■ EXERCISE DETAILS
Beginning with the line that contains "Category: brown belt", copy each subsequent line of the data below through the last one, including both ends but not the pictures.
start DATA SHOWN
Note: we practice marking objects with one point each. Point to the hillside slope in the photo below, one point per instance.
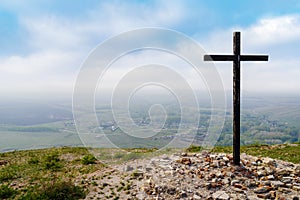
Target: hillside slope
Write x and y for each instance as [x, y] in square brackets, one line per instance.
[73, 173]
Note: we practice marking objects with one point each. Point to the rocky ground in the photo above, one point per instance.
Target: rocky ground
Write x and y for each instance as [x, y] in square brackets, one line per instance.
[197, 176]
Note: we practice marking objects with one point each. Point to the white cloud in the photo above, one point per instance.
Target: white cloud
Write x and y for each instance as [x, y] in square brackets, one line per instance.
[279, 37]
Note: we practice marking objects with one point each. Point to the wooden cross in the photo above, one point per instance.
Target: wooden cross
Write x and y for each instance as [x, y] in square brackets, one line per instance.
[236, 58]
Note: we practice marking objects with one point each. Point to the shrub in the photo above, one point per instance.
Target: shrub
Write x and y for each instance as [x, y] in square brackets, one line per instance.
[88, 159]
[52, 162]
[6, 192]
[56, 190]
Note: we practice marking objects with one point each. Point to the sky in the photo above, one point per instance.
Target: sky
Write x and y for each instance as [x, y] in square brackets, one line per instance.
[43, 44]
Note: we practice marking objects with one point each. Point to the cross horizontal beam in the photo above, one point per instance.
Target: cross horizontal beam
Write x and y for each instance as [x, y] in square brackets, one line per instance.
[232, 57]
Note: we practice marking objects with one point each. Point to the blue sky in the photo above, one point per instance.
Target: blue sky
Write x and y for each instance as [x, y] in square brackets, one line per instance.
[43, 43]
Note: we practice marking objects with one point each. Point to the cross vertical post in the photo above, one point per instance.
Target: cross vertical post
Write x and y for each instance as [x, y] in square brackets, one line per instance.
[236, 58]
[236, 97]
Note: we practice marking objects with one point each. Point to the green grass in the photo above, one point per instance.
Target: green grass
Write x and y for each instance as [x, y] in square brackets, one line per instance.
[45, 173]
[285, 152]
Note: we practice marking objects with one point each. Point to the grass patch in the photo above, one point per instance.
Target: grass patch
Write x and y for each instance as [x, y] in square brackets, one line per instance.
[89, 159]
[60, 190]
[37, 171]
[285, 152]
[7, 192]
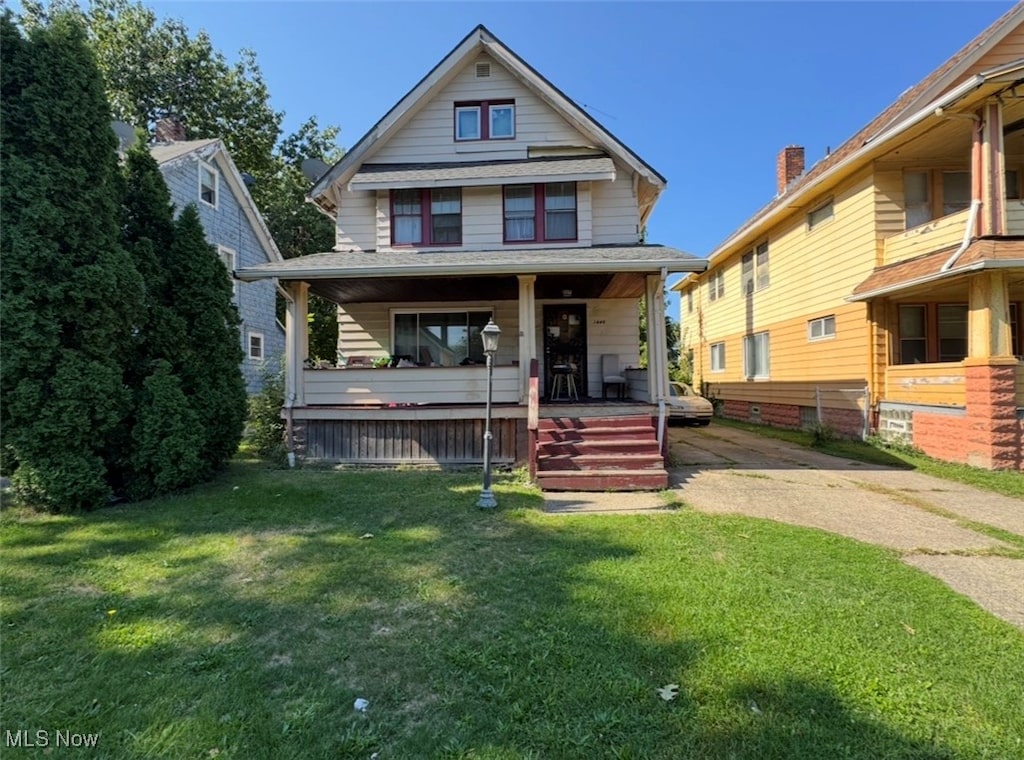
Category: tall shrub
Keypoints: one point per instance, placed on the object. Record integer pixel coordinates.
(209, 363)
(69, 294)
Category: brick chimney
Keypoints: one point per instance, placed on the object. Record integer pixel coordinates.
(170, 129)
(788, 166)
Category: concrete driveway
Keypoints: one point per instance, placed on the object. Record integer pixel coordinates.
(932, 522)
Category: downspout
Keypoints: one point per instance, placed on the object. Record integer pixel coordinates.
(968, 235)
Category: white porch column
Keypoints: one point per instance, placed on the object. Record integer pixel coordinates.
(657, 347)
(527, 331)
(296, 342)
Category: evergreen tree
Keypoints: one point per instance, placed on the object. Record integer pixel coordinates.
(209, 363)
(70, 293)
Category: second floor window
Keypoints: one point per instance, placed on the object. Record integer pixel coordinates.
(427, 217)
(536, 213)
(484, 120)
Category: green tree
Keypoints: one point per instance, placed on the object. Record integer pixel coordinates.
(672, 338)
(209, 362)
(70, 293)
(155, 68)
(298, 227)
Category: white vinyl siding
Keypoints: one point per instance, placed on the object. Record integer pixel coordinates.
(429, 134)
(756, 356)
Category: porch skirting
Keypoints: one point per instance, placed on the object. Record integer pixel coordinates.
(411, 438)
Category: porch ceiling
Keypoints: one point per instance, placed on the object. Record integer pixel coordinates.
(505, 288)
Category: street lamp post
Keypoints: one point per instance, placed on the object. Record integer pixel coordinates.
(489, 336)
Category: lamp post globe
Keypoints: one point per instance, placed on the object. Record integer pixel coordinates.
(489, 336)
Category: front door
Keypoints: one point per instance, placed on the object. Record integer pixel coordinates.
(565, 348)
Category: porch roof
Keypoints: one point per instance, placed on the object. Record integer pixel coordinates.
(358, 264)
(983, 253)
(388, 176)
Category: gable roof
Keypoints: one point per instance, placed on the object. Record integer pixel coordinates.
(938, 88)
(480, 39)
(212, 150)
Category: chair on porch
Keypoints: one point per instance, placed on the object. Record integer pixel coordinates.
(610, 375)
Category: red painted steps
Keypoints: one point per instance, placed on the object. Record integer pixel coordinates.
(599, 454)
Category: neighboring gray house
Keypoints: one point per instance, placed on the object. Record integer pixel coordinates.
(202, 172)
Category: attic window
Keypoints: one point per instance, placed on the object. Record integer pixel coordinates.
(208, 184)
(484, 120)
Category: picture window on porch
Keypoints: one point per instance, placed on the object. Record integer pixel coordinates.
(756, 356)
(932, 332)
(429, 217)
(523, 224)
(439, 338)
(930, 195)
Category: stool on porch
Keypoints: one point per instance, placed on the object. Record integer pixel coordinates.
(563, 386)
(610, 375)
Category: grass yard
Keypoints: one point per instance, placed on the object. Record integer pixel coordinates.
(244, 619)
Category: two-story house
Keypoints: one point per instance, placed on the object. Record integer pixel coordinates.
(882, 289)
(201, 172)
(484, 194)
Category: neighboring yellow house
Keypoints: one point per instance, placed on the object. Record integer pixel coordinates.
(882, 289)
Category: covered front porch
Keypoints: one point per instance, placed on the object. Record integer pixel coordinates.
(574, 313)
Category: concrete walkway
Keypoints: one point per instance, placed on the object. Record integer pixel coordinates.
(932, 522)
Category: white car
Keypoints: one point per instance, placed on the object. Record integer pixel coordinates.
(688, 406)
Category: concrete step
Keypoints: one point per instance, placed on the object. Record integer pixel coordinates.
(653, 479)
(600, 462)
(604, 446)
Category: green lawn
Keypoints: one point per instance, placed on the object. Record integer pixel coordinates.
(244, 619)
(1008, 482)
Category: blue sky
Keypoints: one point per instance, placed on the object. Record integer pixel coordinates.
(707, 93)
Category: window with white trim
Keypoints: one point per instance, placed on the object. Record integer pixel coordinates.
(230, 261)
(718, 356)
(820, 214)
(438, 338)
(428, 217)
(209, 180)
(716, 285)
(822, 328)
(756, 356)
(755, 268)
(255, 349)
(484, 120)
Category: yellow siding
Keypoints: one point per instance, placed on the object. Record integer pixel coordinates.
(941, 384)
(939, 234)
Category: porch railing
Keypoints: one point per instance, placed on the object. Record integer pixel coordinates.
(936, 235)
(418, 385)
(941, 384)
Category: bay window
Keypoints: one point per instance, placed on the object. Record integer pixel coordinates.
(429, 217)
(484, 120)
(536, 213)
(439, 338)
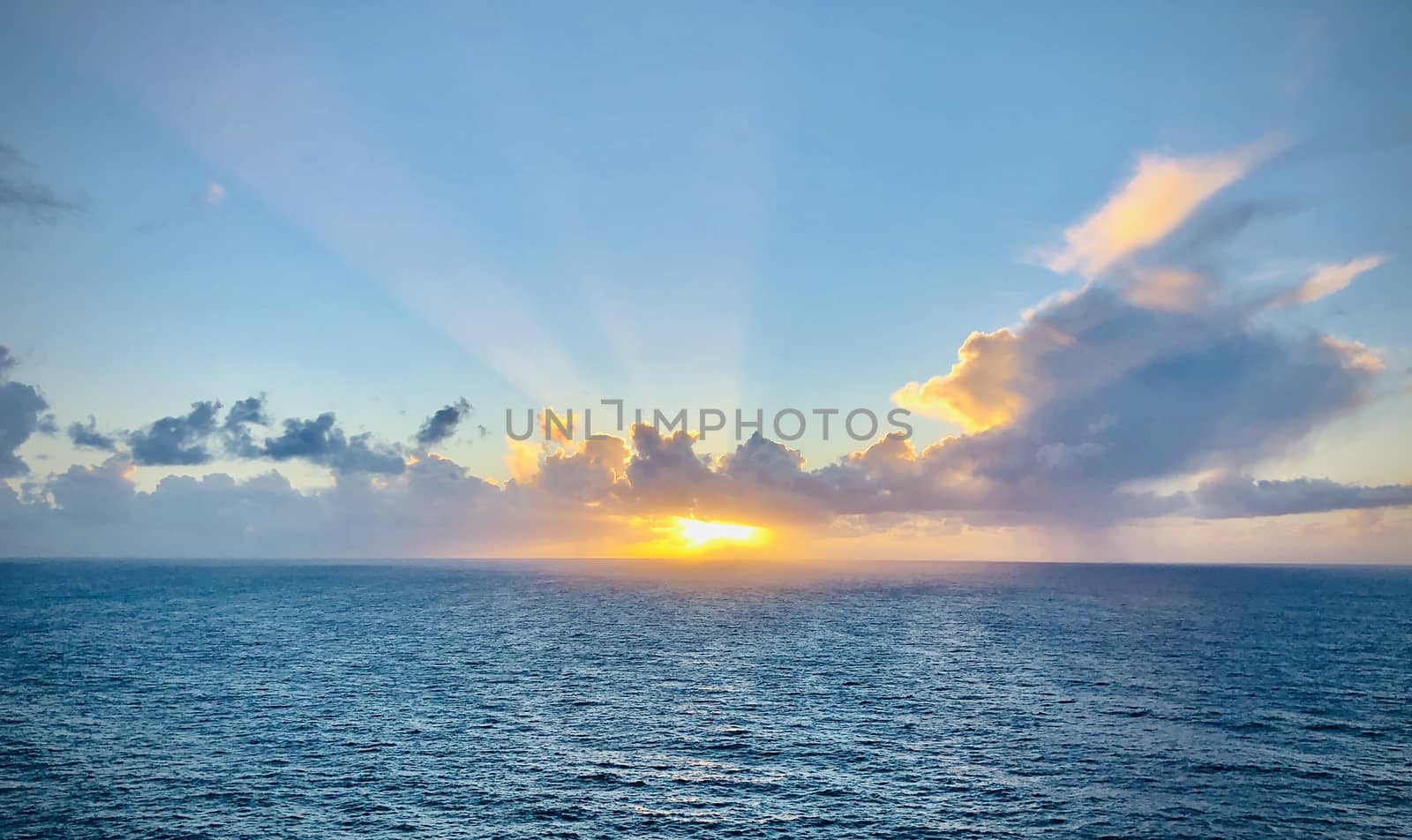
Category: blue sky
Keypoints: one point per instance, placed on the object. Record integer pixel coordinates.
(374, 211)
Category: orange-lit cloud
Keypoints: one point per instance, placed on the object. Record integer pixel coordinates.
(979, 390)
(1161, 194)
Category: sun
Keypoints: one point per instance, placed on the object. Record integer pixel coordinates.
(701, 533)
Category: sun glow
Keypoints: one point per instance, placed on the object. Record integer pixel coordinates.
(702, 534)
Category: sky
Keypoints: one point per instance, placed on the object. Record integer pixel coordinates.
(1136, 275)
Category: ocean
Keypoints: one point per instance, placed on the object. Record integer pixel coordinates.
(166, 699)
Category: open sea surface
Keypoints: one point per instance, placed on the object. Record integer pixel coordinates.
(623, 701)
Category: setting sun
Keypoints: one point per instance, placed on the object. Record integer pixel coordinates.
(701, 534)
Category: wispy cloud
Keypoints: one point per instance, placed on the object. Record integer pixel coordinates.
(26, 198)
(1327, 280)
(1161, 194)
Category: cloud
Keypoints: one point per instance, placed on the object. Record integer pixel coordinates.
(88, 437)
(322, 442)
(1174, 289)
(214, 195)
(247, 413)
(1160, 197)
(979, 392)
(1327, 280)
(176, 441)
(20, 416)
(23, 197)
(442, 424)
(1242, 496)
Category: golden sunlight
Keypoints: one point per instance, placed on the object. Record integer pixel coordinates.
(701, 533)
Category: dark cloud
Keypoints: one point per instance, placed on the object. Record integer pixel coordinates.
(88, 437)
(1242, 496)
(20, 416)
(26, 198)
(442, 425)
(322, 442)
(176, 441)
(239, 441)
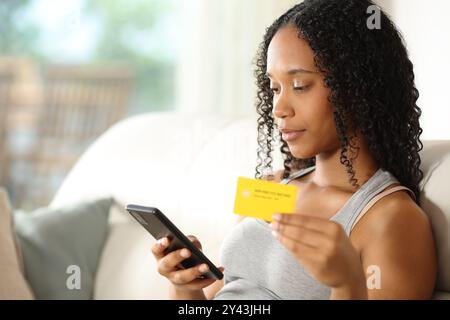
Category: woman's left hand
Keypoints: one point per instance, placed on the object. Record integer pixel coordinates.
(323, 248)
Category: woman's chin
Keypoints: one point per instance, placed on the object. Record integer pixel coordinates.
(301, 152)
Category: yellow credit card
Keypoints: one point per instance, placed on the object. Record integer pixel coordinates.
(261, 199)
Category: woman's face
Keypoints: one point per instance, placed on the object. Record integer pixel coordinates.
(300, 100)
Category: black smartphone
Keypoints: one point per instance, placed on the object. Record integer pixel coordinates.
(159, 226)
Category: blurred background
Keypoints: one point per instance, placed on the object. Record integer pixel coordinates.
(71, 69)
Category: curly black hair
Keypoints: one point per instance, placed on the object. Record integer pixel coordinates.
(371, 81)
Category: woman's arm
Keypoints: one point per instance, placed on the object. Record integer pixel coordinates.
(397, 245)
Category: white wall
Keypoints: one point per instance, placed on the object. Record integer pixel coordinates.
(221, 39)
(426, 30)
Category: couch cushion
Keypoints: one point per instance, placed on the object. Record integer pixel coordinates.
(61, 247)
(435, 201)
(12, 282)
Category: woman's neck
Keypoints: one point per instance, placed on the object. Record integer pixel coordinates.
(330, 172)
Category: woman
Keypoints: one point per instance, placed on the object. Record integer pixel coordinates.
(344, 99)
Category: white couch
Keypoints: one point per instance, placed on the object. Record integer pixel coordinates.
(187, 165)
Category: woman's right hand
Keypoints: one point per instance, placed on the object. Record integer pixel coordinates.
(186, 280)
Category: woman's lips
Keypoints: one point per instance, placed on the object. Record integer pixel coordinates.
(289, 135)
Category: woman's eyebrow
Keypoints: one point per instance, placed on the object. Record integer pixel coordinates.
(293, 72)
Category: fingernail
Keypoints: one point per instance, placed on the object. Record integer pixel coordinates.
(203, 268)
(185, 253)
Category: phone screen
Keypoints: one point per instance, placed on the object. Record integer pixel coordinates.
(159, 226)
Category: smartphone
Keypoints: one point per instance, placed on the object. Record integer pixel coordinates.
(159, 226)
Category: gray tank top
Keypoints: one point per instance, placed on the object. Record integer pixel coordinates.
(258, 267)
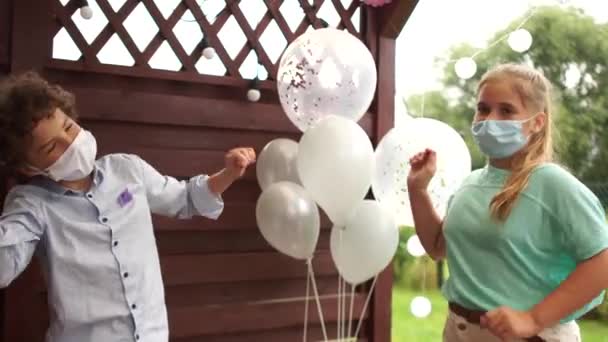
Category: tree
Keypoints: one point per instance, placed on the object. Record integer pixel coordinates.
(567, 43)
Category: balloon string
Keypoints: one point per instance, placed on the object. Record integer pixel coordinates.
(369, 296)
(316, 292)
(305, 335)
(350, 317)
(340, 298)
(339, 306)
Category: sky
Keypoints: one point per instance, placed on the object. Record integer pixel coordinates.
(433, 28)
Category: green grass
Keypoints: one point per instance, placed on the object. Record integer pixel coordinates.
(407, 328)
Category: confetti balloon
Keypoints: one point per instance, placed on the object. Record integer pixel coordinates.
(326, 72)
(389, 183)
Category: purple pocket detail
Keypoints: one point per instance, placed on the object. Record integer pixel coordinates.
(124, 198)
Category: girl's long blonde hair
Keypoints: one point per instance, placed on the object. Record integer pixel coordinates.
(535, 92)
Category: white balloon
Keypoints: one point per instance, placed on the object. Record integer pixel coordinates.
(366, 245)
(253, 95)
(520, 40)
(421, 307)
(335, 164)
(393, 153)
(414, 246)
(288, 219)
(465, 67)
(326, 72)
(277, 162)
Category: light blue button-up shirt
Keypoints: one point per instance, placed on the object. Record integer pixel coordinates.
(97, 248)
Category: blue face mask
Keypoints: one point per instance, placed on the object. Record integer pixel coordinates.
(500, 138)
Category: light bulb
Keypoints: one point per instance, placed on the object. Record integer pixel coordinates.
(253, 95)
(86, 12)
(421, 307)
(414, 247)
(209, 52)
(520, 40)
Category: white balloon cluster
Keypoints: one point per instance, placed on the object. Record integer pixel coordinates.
(326, 82)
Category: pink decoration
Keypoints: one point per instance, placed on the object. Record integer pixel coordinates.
(376, 3)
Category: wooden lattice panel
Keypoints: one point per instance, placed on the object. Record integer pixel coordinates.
(143, 36)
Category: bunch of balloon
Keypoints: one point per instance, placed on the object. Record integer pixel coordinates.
(326, 82)
(390, 178)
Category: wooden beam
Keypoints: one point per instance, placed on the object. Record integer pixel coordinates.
(31, 42)
(385, 120)
(395, 16)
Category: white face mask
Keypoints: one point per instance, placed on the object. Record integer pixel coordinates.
(78, 160)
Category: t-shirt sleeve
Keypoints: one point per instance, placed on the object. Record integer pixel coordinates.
(580, 215)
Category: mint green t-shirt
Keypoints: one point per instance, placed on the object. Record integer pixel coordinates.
(556, 223)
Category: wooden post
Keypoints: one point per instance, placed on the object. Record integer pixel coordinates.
(385, 121)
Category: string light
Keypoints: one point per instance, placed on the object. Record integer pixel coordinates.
(85, 10)
(519, 40)
(208, 50)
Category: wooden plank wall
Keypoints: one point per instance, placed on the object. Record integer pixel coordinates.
(217, 274)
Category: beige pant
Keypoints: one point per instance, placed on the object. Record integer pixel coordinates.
(457, 329)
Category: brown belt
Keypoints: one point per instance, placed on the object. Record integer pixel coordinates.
(474, 317)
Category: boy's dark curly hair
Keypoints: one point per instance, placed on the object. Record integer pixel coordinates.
(25, 100)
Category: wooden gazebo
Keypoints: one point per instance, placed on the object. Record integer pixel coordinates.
(221, 277)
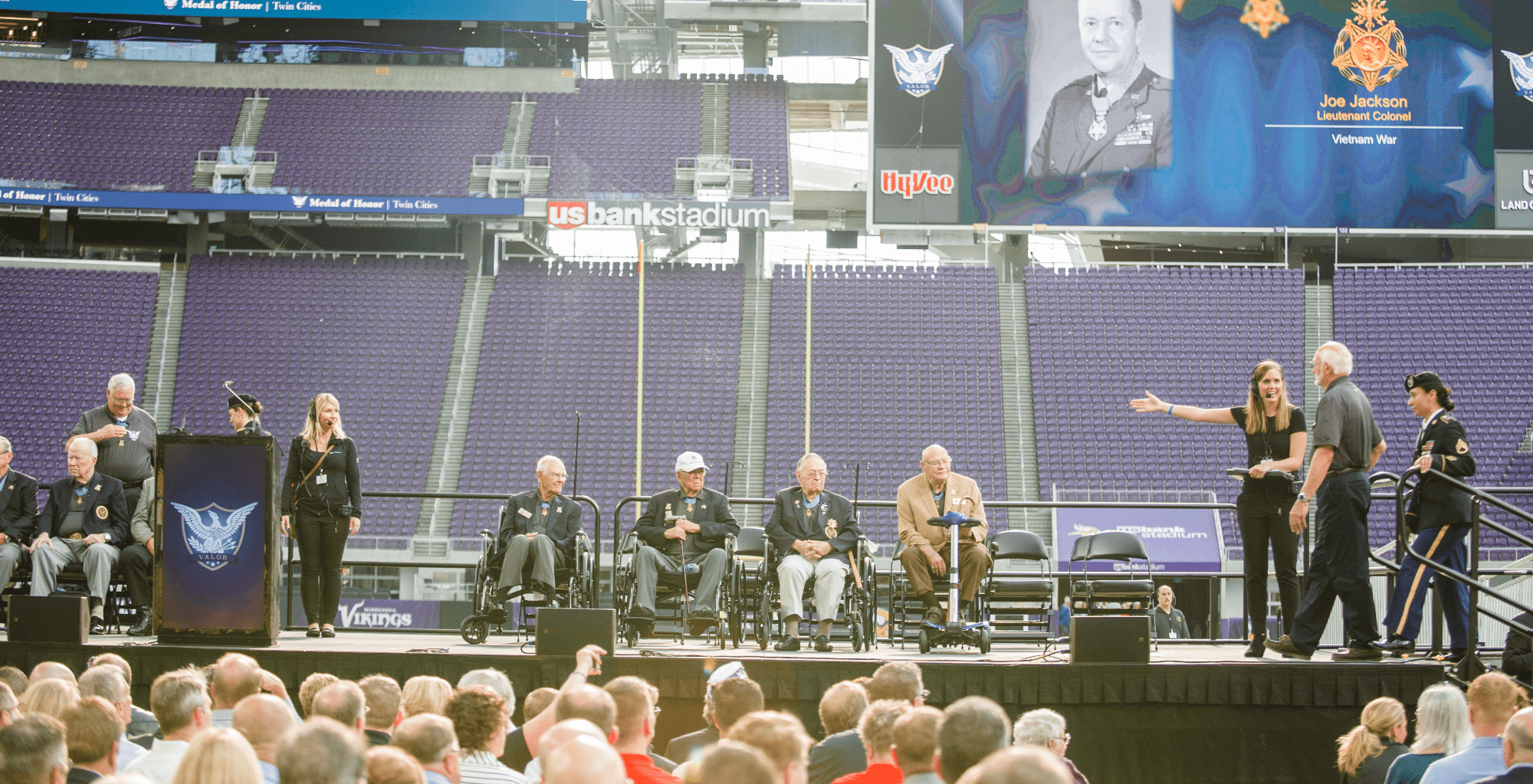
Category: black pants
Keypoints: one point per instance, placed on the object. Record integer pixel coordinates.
(321, 543)
(1339, 566)
(1259, 526)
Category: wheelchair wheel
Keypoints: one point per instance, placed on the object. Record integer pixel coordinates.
(474, 630)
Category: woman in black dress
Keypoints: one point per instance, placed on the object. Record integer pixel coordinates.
(323, 506)
(1275, 443)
end DATA SHOWN
■ RESULT OF THE EXERCISE
Category: brown belt
Keypoints: one point per instance, placed on the object. Record integer pixel coordinates.
(474, 317)
Category: boy's dark curly hair
Keypoints: one point per instance, placed on the object. Record integer pixel coordinates.
(25, 100)
Category: wooden gazebo
Keypoints: one point per instance, placed on the object. Record integer pixel coordinates.
(221, 277)
Category: black pants
Keypoints: one point per instance, placed on the object. Record integer pixel coordinates.
(321, 543)
(1339, 566)
(1259, 526)
Category: wheelchair wheel
Keypoints: one point per instance, placed on the object. Record integer pixel coordinates.
(474, 630)
Category: woman in black dress
Keypoints: one point per instance, placed on the object. Record integer pixel coordinates.
(323, 506)
(1275, 443)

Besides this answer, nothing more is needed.